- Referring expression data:
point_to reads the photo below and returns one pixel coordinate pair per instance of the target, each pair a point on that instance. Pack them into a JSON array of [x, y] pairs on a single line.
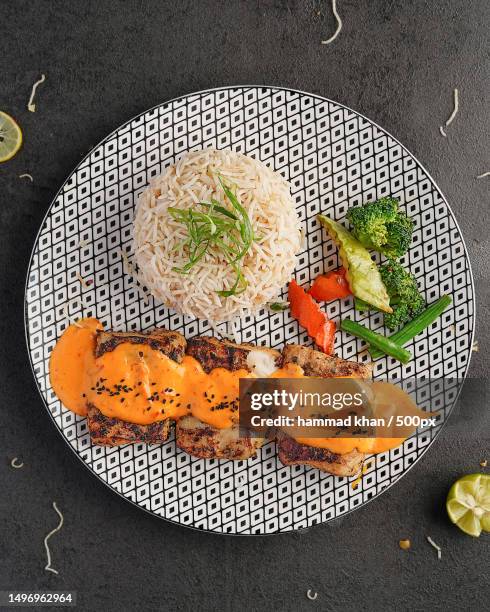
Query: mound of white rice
[[158, 238]]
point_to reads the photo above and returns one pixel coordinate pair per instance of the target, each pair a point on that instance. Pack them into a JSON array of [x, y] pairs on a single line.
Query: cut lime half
[[10, 137], [468, 504]]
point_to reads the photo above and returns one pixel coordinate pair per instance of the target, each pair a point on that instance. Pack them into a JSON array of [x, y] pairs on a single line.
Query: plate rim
[[176, 99]]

- Task statement: Omit the pictures; set down each record exactly.

- Result below:
point_to reads the photo below and returns one pixel coordinate pair per instance of the target, each pair a point on that instance. Pack them into a JSON array of [x, y] pairs on a single line.
Query: mound of white rice
[[158, 238]]
point_to reads the photo above and returns one pixel coordinate pair per instance of the target, each pair a point on that instance. Pack them into a JSON array of [x, y] pairs on a single line.
Query: cut lime half
[[10, 137], [468, 504]]
point_to reads the photo above and returns one pixel coordinate pair per instance of the target, each pair a point on that instance. Pack them into a JSON array of [x, y] pairs on a single line.
Query: plate rim
[[176, 99]]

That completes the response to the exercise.